_TASK BRIEF_. Return all the data below as it stands, minus the pictures.

_TASK DATA_.
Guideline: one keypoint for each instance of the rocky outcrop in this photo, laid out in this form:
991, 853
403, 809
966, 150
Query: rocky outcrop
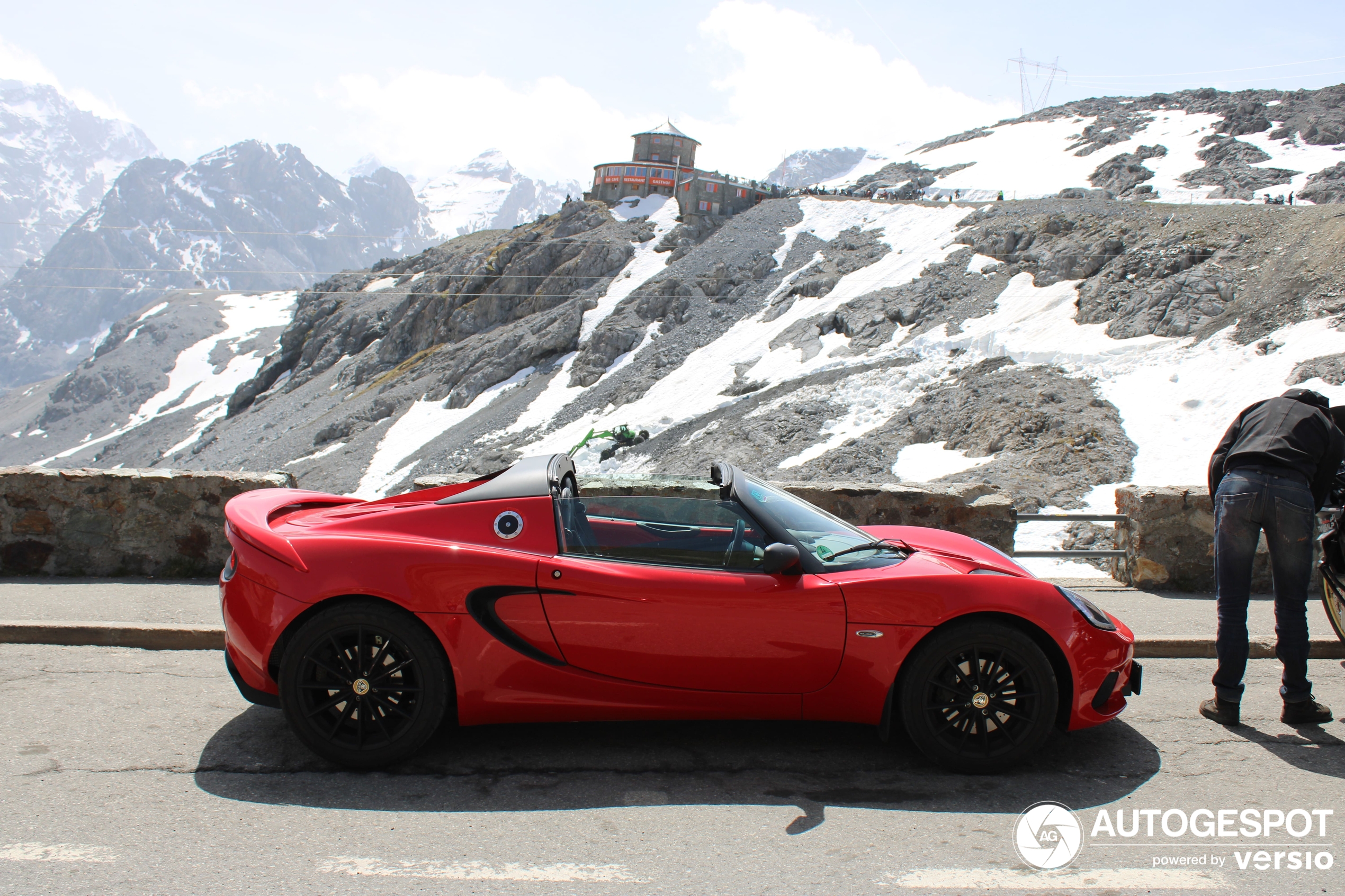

_OUTPUT FOR THIS TASK_.
Guideline: one keypoint for each instance of the rocky outcrop in this photo, laid out in this form:
991, 853
403, 809
966, 150
Query: rocky outcrop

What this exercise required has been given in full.